__Point placement records__.
* Begin *

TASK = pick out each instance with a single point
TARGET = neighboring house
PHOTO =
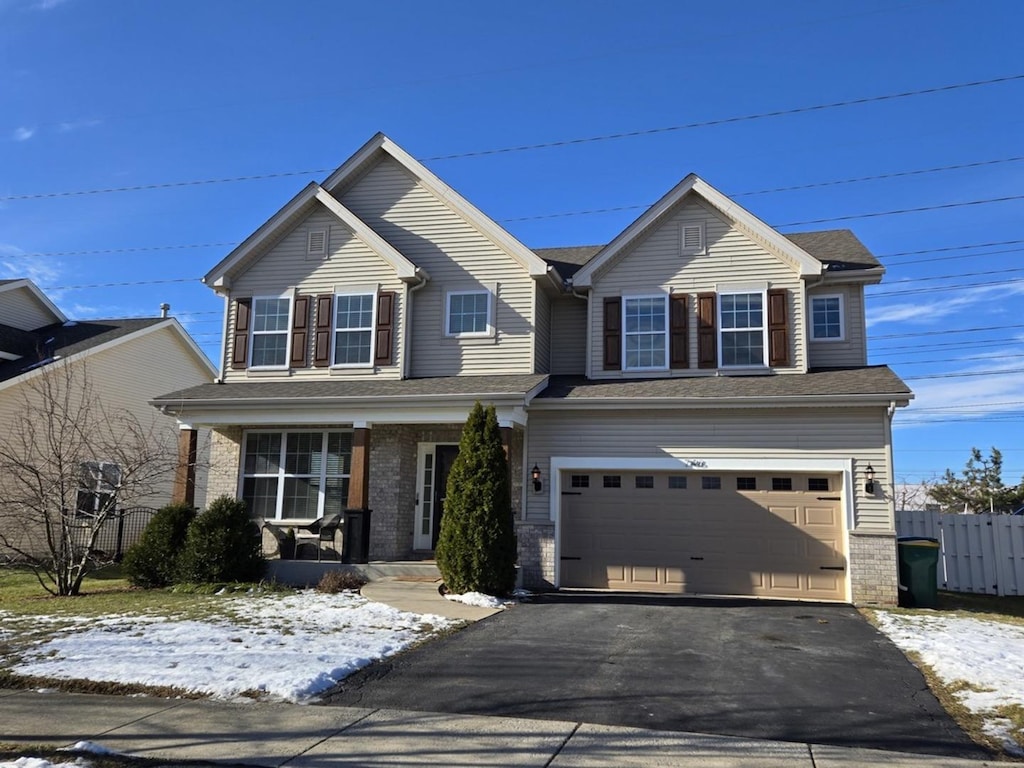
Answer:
(124, 361)
(693, 396)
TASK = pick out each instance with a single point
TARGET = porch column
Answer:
(358, 478)
(183, 491)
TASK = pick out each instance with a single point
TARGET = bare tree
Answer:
(68, 463)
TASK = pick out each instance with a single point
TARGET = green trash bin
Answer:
(919, 561)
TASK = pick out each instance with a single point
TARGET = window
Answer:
(353, 330)
(781, 483)
(826, 317)
(742, 329)
(468, 313)
(98, 482)
(645, 332)
(296, 475)
(269, 336)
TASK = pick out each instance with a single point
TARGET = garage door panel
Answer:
(757, 543)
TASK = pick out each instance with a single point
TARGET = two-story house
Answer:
(686, 409)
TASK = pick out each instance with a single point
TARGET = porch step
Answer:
(308, 572)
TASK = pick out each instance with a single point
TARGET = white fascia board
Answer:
(27, 284)
(218, 275)
(536, 266)
(29, 375)
(369, 415)
(404, 268)
(807, 264)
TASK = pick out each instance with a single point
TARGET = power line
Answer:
(727, 121)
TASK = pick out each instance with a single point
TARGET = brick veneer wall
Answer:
(872, 568)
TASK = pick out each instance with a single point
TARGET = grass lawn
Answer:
(988, 608)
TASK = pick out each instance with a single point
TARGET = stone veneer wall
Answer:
(873, 568)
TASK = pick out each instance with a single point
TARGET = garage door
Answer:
(760, 535)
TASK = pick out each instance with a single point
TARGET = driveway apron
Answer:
(793, 672)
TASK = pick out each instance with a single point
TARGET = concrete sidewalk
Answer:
(264, 734)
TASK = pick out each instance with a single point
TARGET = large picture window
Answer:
(742, 329)
(296, 474)
(645, 332)
(269, 335)
(353, 330)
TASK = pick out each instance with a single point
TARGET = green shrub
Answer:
(334, 582)
(476, 548)
(222, 545)
(152, 561)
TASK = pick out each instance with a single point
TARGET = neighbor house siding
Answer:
(654, 264)
(853, 349)
(568, 337)
(286, 268)
(458, 257)
(755, 433)
(18, 308)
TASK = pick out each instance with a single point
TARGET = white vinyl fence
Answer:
(979, 553)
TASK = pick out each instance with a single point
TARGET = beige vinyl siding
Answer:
(350, 262)
(757, 434)
(568, 337)
(653, 264)
(18, 308)
(853, 349)
(124, 377)
(542, 333)
(458, 257)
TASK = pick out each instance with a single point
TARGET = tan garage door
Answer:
(761, 535)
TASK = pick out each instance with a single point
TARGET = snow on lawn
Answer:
(289, 647)
(988, 655)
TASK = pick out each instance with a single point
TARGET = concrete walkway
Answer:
(299, 736)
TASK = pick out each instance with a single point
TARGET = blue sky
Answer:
(98, 94)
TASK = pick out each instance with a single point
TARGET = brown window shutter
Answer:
(679, 341)
(707, 331)
(612, 334)
(385, 328)
(240, 344)
(300, 332)
(322, 335)
(778, 327)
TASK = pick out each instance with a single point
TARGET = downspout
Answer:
(408, 330)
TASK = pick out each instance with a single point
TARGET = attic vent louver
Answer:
(316, 243)
(692, 240)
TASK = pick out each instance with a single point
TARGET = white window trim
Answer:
(665, 299)
(738, 291)
(281, 475)
(491, 313)
(253, 333)
(842, 318)
(373, 294)
(700, 249)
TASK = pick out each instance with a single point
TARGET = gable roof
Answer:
(535, 265)
(288, 217)
(28, 285)
(741, 218)
(66, 340)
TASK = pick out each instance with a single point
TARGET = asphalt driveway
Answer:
(798, 672)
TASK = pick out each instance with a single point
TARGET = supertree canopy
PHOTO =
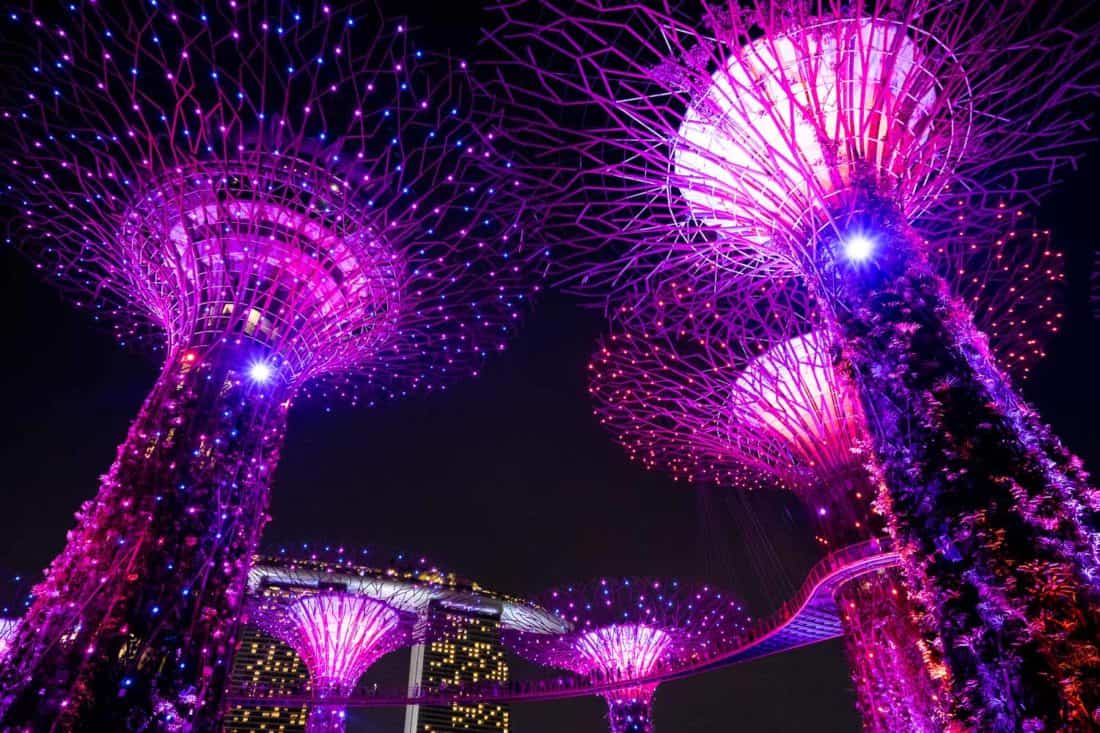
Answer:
(631, 630)
(341, 611)
(837, 145)
(768, 407)
(271, 198)
(337, 632)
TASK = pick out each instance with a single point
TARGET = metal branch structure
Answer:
(787, 419)
(338, 630)
(8, 627)
(734, 412)
(274, 200)
(724, 154)
(631, 628)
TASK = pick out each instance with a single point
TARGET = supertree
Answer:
(340, 611)
(8, 627)
(836, 144)
(631, 628)
(772, 411)
(271, 198)
(338, 633)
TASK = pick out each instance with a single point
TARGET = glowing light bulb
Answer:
(858, 248)
(261, 372)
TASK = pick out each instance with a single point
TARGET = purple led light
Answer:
(275, 203)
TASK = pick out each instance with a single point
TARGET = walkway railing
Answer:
(807, 617)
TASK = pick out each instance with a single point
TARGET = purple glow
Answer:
(8, 627)
(630, 630)
(732, 149)
(624, 651)
(339, 636)
(858, 248)
(272, 215)
(260, 372)
(752, 149)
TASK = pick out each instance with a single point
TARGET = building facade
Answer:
(464, 648)
(265, 667)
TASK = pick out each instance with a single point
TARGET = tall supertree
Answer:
(837, 144)
(339, 633)
(629, 630)
(271, 199)
(767, 408)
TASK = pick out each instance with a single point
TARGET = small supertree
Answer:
(785, 420)
(340, 611)
(838, 144)
(772, 411)
(630, 630)
(337, 633)
(270, 198)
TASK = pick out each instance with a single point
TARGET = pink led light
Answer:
(339, 636)
(624, 651)
(8, 627)
(789, 120)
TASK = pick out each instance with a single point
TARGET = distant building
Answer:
(266, 667)
(466, 648)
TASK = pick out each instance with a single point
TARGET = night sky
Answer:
(507, 479)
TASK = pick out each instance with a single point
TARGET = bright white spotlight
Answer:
(261, 372)
(858, 248)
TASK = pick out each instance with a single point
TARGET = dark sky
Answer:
(507, 479)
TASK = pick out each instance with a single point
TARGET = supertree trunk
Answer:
(894, 690)
(996, 521)
(631, 714)
(109, 644)
(326, 719)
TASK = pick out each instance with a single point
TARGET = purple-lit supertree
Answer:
(340, 611)
(772, 411)
(338, 633)
(630, 630)
(836, 145)
(785, 419)
(271, 198)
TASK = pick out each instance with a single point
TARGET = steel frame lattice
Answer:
(631, 628)
(737, 152)
(276, 201)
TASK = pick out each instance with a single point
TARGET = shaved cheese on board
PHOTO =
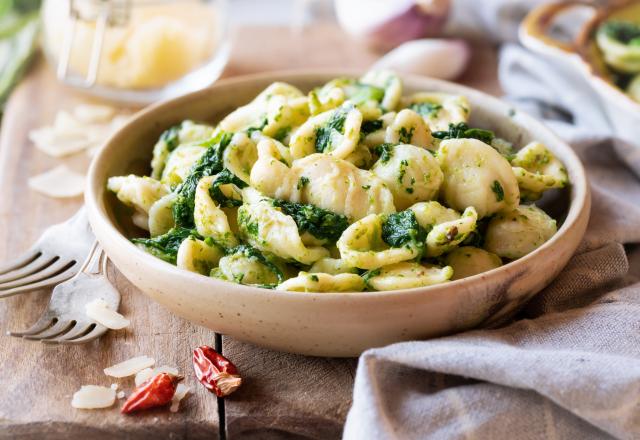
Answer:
(148, 373)
(130, 366)
(93, 113)
(99, 310)
(93, 397)
(60, 182)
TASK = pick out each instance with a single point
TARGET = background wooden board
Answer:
(283, 395)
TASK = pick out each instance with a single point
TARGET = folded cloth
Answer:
(569, 368)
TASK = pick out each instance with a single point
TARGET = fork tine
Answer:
(39, 285)
(78, 330)
(47, 272)
(42, 324)
(97, 331)
(41, 262)
(17, 263)
(58, 328)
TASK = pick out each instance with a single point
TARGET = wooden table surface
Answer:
(283, 395)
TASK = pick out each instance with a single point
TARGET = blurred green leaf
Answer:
(19, 26)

* End *

__GIVEN TASK__.
Could you repeat all of the material exactly? Pictures should not be copied.

__RESPONSE__.
TASK = pick out each instance with a single point
TARGET = neighboring house
PHOTO =
Answer:
(124, 361)
(693, 396)
TASK = pick out each instance with a single point
TARGET = porch column
Answer:
(358, 478)
(183, 491)
TASK = pick out each instance with a single point
TARGET = bare tree
Answer:
(68, 463)
TASK = pick out each instance with a single point
TARGET = green trash bin
Answer:
(919, 561)
TASK = pick out each instance with a single point
TARGET = window
Answer:
(353, 330)
(781, 483)
(826, 317)
(742, 329)
(468, 313)
(98, 482)
(645, 332)
(296, 475)
(269, 336)
TASK = pick out each instance with a single point
TARGET = garage door panel
Answer:
(757, 543)
TASK = pick out each instance with a single point
TARGET = two-story house
Answer:
(686, 409)
TASK = pick out each instance with a single point
TARGET = porch step
Answer:
(308, 572)
TASK = pick out each instance with a single point
TARGET = white fascia board
Answer:
(27, 284)
(218, 275)
(536, 266)
(29, 375)
(369, 415)
(404, 268)
(807, 264)
TASK = pick out each instance with a single point
TARGET = power line
Answer:
(727, 121)
TASK = pick out each instance with a single point
TARGET = brick veneer wall
Answer:
(872, 568)
TASK = pick out each instance with a single point
TARGET = grass lawn
Answer:
(988, 608)
TASK = pick out each instance with a single point
TARGET = stone veneer wall
Answer:
(873, 568)
TASK = pick out each instance with a single point
TARGET = garage door
Answer:
(760, 535)
TASK = pick out each instance with a single point
TARGET = driveway apron
Answer:
(793, 672)
TASK = pick out each instance with a single point
TARGET = concrete sidewalk
Answer:
(264, 734)
TASK = pick out each instance with a single point
TARGET = large picture window
Answer:
(742, 329)
(296, 474)
(645, 332)
(269, 335)
(353, 330)
TASK = pick out each instance with a single point
TARGET = green shrub
Answer:
(334, 582)
(476, 548)
(222, 545)
(152, 561)
TASK = pick out each instance with a single point
TARGET = neighbor house siding
Answer:
(654, 264)
(853, 349)
(568, 337)
(286, 268)
(458, 257)
(755, 433)
(18, 308)
TASK = pick out each instance with a single point
TARGET = white vinyl fence
Answer:
(979, 553)
TASK = pick out each instance with a single point
TARGET = beige vinyl siding
Answer:
(350, 262)
(757, 434)
(568, 337)
(653, 264)
(18, 308)
(853, 349)
(124, 377)
(542, 333)
(458, 257)
TASK = pick out each instance with a single point
TARGET = tan garage door
Answer:
(761, 535)
TASK = pick out each instance with a single point
TARGET = snow on lawn
Answer:
(289, 647)
(988, 655)
TASK = pick out each instance with a single point
TARGET = concrete walkway
Answer:
(299, 736)
TASK = pick out each instance with a single point
TARGET = blue sky
Answer:
(98, 94)
TASK = pick out each instance with a single point
TARGET = brown window shutter
Answer:
(679, 341)
(707, 331)
(612, 334)
(385, 328)
(240, 344)
(300, 332)
(322, 335)
(778, 327)
TASK = pick out each instance with a single point
TARGET = downspout
Answer:
(408, 330)
TASK = pick out each instance with a single point
TARGET = attic vent louver
Answer:
(316, 243)
(692, 240)
TASK = pick out each instance with a single point
TARGET = white window trim
Answer:
(665, 299)
(738, 291)
(281, 475)
(491, 313)
(253, 333)
(842, 318)
(373, 294)
(700, 249)
TASK = pick out each instance with a single point
TARGET = gable roof
Answer:
(535, 265)
(288, 217)
(28, 285)
(741, 218)
(66, 340)
TASK = pick out each instance with a single point
TARGET = asphalt driveway
Answer:
(798, 672)
TASK = pick out each instance with a single point
TARGET = supertree canopy
PHOTO =
Answer:
(631, 630)
(341, 611)
(837, 145)
(768, 407)
(271, 198)
(337, 632)
TASK = pick out each instance with a single point
TARGET = metal branch structure
Answer:
(787, 419)
(338, 630)
(8, 627)
(734, 412)
(274, 200)
(724, 154)
(631, 628)
TASK = pick out each instance with a single point
TARGET = supertree
Answer:
(340, 611)
(8, 627)
(836, 144)
(631, 628)
(772, 411)
(271, 198)
(338, 633)
TASK = pick out each instance with a single point
TARGET = glowing light bulb
Answer:
(858, 248)
(261, 372)
TASK = pick out each instance with a single point
TARGET = purple led light
Answer:
(275, 203)
TASK = pick out each instance with a single point
TARGET = walkway railing
Answer:
(807, 617)
TASK = pick out each instance with a single point
TARGET = purple glow
Answer:
(8, 627)
(630, 630)
(732, 149)
(624, 651)
(339, 636)
(858, 248)
(272, 215)
(260, 372)
(752, 149)
TASK = pick out each instance with a single point
TARGET = building facade
Answer:
(464, 648)
(265, 667)
TASK = pick out each instance with a single point
TARGET = tall supertree
Answer:
(837, 144)
(339, 633)
(629, 630)
(271, 199)
(767, 408)
TASK = pick out each instance with a single point
TARGET = small supertree
Answer:
(785, 420)
(340, 611)
(838, 144)
(772, 411)
(630, 630)
(337, 633)
(270, 198)
TASK = pick out each instance with a single point
TARGET = pink led light
Answer:
(339, 636)
(624, 651)
(8, 627)
(789, 120)
TASK = pick out each instance with a single point
TARGET = distant building
Answer:
(266, 667)
(466, 648)
TASK = pick out each instance with a single point
TARGET = night sky
Answer:
(507, 479)
TASK = pick out each instance with a single point
TARGET = bright white spotlight
Answer:
(261, 372)
(858, 248)
TASK = pick out each instance with a single point
TARGET = dark sky
Answer:
(507, 479)
TASK = pick out each instance with a single point
TARGET = supertree trunk
Answer:
(894, 690)
(996, 521)
(631, 714)
(109, 644)
(326, 719)
TASK = pick out each instance with a single point
TARGET = purple-lit supertree
Answer:
(340, 611)
(772, 411)
(338, 633)
(630, 630)
(836, 145)
(785, 419)
(271, 198)
TASK = pick out each instance with a single point
TARGET = steel frame lattice
Answer:
(631, 628)
(737, 152)
(276, 201)
TASK = pick out each instance with a single point
TARGET = shaved cheese on board
PHOTO =
Answer:
(148, 373)
(130, 366)
(93, 113)
(99, 310)
(93, 397)
(60, 182)
TASK = pick out each instance with a single point
TARGET = background wooden board
Answer:
(283, 395)
TASK = pick out each instance with a single point
TARGET = folded cloth
Answer:
(569, 368)
TASK = pick out each instance with a single point
TARGET = fork tine
Answer:
(39, 285)
(78, 330)
(47, 272)
(42, 324)
(97, 331)
(41, 262)
(17, 263)
(58, 328)
TASK = pick out each instance with a single point
TARGET = wooden table surface
Answer:
(283, 395)
TASK = pick out each instance with a single point
TARGET = blurred green leaf
Answer:
(19, 26)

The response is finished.